(Data listing begins)

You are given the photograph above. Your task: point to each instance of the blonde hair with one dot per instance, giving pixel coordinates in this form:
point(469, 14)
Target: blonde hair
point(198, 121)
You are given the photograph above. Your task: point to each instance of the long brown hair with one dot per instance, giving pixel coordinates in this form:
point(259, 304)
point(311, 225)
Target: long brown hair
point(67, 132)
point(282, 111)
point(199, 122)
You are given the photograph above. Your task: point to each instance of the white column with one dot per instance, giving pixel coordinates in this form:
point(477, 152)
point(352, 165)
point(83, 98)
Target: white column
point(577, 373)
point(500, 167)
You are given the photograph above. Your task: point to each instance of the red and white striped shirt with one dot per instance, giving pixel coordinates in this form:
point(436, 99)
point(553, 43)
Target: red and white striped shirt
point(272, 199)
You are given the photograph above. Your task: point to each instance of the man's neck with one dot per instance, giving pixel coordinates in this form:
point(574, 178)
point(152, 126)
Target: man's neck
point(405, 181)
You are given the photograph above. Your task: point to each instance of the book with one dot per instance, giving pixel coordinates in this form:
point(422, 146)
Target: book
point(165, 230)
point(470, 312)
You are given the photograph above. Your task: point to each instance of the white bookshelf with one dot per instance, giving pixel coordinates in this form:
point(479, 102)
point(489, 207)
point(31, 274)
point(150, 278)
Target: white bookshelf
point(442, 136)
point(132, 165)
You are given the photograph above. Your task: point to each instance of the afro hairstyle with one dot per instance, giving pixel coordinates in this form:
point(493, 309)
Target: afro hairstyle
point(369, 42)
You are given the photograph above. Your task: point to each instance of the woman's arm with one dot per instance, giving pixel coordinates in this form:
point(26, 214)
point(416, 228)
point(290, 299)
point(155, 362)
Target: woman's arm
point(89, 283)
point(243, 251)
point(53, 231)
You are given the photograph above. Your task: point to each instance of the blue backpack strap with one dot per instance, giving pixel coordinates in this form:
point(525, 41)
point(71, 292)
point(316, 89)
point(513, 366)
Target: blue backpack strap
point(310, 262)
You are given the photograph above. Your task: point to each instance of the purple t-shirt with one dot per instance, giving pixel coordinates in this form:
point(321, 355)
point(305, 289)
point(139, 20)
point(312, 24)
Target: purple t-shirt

(Data listing ends)

### Exercise objective
The records above should be copied out again in full, exactly as they appear.

### Answer
You are given the photograph above. Your task: point to each instance of the blonde hair with one dot per instance, giving pixel coordinates in this form:
point(469, 14)
Target: blonde hair
point(198, 121)
You are given the photograph above. Your task: point to each instance of the long brown hair with one dot per instance, giving pixel coordinates in this form:
point(259, 304)
point(311, 225)
Target: long brown hair
point(67, 132)
point(282, 111)
point(199, 122)
You are given the photograph above. Your task: point to each instance of the white column with one dot per instance, giving pixel coordinates in this form:
point(477, 152)
point(352, 165)
point(83, 98)
Target: white column
point(577, 373)
point(500, 167)
You are given the photograph above. Your task: point to each instance of the red and white striped shirt with one dot per instance, giving pixel coordinates in this form:
point(436, 99)
point(553, 43)
Target: red and white striped shirt
point(272, 199)
You are given the photograph above. Your task: point to each instance of the man's neck with one dot per instance, giving pixel coordinates in this form:
point(574, 178)
point(152, 126)
Target: man's neck
point(405, 181)
You are given the photograph above. Your task: point to each instance of the book with one dot per instance, giving pixel coordinates in this form:
point(422, 146)
Target: book
point(165, 230)
point(470, 312)
You are given the photograph above. Your task: point to each instance of the white bookshelf with one dot per instance, giving pixel coordinates in this form:
point(479, 102)
point(489, 207)
point(31, 274)
point(150, 278)
Target: white bookshelf
point(442, 136)
point(132, 165)
You are given the photograph above. Your task: point to each instance of the afro hairstyle with one dot per instance, giving pixel coordinates in this form:
point(493, 309)
Target: afro hairstyle
point(369, 42)
You are given the photograph above. Your task: point to each instance of the woman's arm with one dot per instance, giving pixel coordinates in this form:
point(26, 214)
point(416, 228)
point(290, 299)
point(155, 362)
Target: woman's arm
point(89, 283)
point(243, 251)
point(53, 231)
You are given the photograph above. Your task: point to each instance of the blue backpack strap with one dot per instance, giving pixel coordinates in this form:
point(525, 41)
point(71, 292)
point(316, 89)
point(513, 366)
Target: blue backpack strap
point(310, 262)
You are given the photograph above. Your task: point to each instance of the purple t-shirt with one dot per instance, giving pixel coordinates in this form:
point(321, 355)
point(305, 289)
point(139, 20)
point(312, 24)
Target: purple t-shirt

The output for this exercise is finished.